**Task to carry out**
Set down each entry below exactly as written, keeping the pictures out.

::::

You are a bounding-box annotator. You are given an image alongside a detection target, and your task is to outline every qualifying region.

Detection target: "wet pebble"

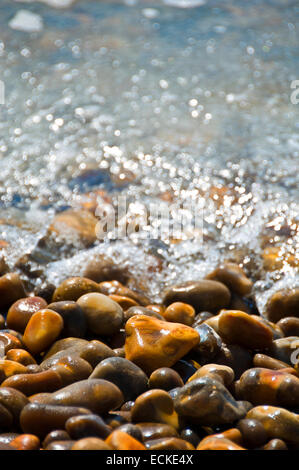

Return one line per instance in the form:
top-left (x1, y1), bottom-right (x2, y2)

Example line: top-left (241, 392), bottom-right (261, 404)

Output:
top-left (7, 297), bottom-right (47, 333)
top-left (148, 367), bottom-right (184, 391)
top-left (265, 288), bottom-right (299, 322)
top-left (65, 414), bottom-right (111, 440)
top-left (47, 301), bottom-right (87, 338)
top-left (52, 277), bottom-right (102, 303)
top-left (23, 310), bottom-right (64, 355)
top-left (163, 302), bottom-right (195, 326)
top-left (77, 293), bottom-right (124, 336)
top-left (0, 273), bottom-right (26, 311)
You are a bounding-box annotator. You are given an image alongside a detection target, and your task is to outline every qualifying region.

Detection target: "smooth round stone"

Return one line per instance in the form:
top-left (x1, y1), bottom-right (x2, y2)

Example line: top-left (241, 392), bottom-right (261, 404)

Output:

::::

**Written solution**
You are a bounding-box annotator. You are given an image alongside a detection target, and your task is to outline every qualifying region.

Detection target: "wet pebble"


Return one line per instance in the form:
top-left (x1, y1), bottom-right (x2, y2)

Example line: top-left (241, 392), bottom-right (261, 404)

Output:
top-left (7, 297), bottom-right (47, 333)
top-left (148, 367), bottom-right (184, 391)
top-left (265, 288), bottom-right (299, 322)
top-left (65, 414), bottom-right (111, 440)
top-left (47, 301), bottom-right (87, 338)
top-left (52, 277), bottom-right (102, 303)
top-left (23, 310), bottom-right (64, 355)
top-left (163, 302), bottom-right (195, 326)
top-left (77, 293), bottom-right (124, 336)
top-left (0, 273), bottom-right (26, 311)
You are a bounding-box annotator. You are given an image alongside a detection target, and your task is to outline every qualifying region.

Detection target: "smooth round stone"

Return one line per instance in the form:
top-left (x1, y1), bottom-right (x2, y2)

Example line: top-left (241, 392), bottom-right (261, 404)

Output:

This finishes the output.